THINGS TO DO »
• a. Return everything from "Provisions for income" down to "provision for income taxes." in the accounting policies note, copied word for word.
• b. Please give the number of lines in the records that contain the string "mane", treating case as significant, and reply with that number alone.

TEXT TO READ »
_ _ _ _ _
Note 2.  SUMMARY OF SIGNIFICANT ACCOUNTING POLICIES (cont'd)

         Cash

         Cash consists of funds on deposit with the company's banker.

         Income Taxes

         Provisions for income taxes are based on taxes payable or refundable
         for the current year and deferred taxes on temporary differences
         between the amount of taxable income and pretax financial income and
         between the tax bases of assets and liabilities and their reported
         amounts in the financial statements. Deferred tax assets and
         liabilities are included in the financial statement at currently
         enacted income tax rates applicable to the period in which the deferred
         tax assets and liabilities are expected to be realized or settled as
         prescribed in FASB Statement No. 109, Accounting for Income Taxes. As
         changes in tax laws or rate are enacted, deferred tax assets and
         liabilities are adjusted through the provision for income taxes.
_ _ _ _ _
DATA ENTRIES »
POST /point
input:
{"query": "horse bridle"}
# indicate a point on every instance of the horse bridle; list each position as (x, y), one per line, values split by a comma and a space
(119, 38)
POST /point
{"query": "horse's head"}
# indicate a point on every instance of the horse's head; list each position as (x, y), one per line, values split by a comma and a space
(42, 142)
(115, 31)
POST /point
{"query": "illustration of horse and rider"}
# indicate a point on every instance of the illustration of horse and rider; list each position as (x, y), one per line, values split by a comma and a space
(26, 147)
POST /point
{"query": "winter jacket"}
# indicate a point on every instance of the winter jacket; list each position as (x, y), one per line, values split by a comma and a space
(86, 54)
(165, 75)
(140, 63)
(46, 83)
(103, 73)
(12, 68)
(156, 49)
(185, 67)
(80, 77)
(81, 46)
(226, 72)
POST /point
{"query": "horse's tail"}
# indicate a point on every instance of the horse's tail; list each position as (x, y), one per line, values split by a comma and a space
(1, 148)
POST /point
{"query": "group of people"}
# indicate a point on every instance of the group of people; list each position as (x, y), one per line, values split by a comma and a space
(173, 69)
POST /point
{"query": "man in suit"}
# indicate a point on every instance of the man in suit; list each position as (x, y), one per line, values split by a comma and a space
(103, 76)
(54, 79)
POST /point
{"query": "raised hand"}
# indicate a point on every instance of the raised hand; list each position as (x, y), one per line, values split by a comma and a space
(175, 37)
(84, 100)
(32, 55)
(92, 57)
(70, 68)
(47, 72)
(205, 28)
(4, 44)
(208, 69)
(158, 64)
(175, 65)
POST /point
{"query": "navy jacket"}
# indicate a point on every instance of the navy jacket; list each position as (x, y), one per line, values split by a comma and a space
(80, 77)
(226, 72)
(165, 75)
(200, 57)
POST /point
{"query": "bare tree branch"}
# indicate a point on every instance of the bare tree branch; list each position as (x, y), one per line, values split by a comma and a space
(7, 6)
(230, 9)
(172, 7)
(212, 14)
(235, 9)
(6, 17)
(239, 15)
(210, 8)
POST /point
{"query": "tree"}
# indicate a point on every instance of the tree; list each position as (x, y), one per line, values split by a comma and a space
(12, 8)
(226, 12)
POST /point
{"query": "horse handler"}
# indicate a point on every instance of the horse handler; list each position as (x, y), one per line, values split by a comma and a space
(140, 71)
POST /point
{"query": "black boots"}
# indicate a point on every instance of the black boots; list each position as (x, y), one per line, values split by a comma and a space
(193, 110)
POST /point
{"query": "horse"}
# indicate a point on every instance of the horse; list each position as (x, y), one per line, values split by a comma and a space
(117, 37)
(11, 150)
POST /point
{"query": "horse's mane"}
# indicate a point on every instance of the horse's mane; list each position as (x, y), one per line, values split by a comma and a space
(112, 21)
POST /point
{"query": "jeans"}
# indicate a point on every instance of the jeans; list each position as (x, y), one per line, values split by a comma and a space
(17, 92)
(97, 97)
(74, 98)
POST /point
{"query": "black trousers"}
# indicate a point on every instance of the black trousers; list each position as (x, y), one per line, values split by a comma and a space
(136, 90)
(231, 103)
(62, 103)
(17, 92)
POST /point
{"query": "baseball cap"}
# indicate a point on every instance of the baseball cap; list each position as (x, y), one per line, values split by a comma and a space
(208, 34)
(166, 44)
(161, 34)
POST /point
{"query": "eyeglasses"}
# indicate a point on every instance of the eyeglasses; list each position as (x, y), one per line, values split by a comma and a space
_ _ _ _ _
WRITTEN RESPONSES »
• a.
Provisions for income taxes are based on taxes payable or refundable
         for the current year and deferred taxes on temporary differences
         between the amount of taxable income and pretax financial income and
         between the tax bases of assets and liabilities and their reported
         amounts in the financial statements. Deferred tax assets and
         liabilities are included in the financial statement at currently
         enacted income tax rates applicable to the period in which the deferred
         tax assets and liabilities are expected to be realized or settled as
         prescribed in FASB Statement No. 109, Accounting for Income Taxes. As
         changes in tax laws or rate are enacted, deferred tax assets and
         liabilities are adjusted through the provision for income taxes.

• b. 2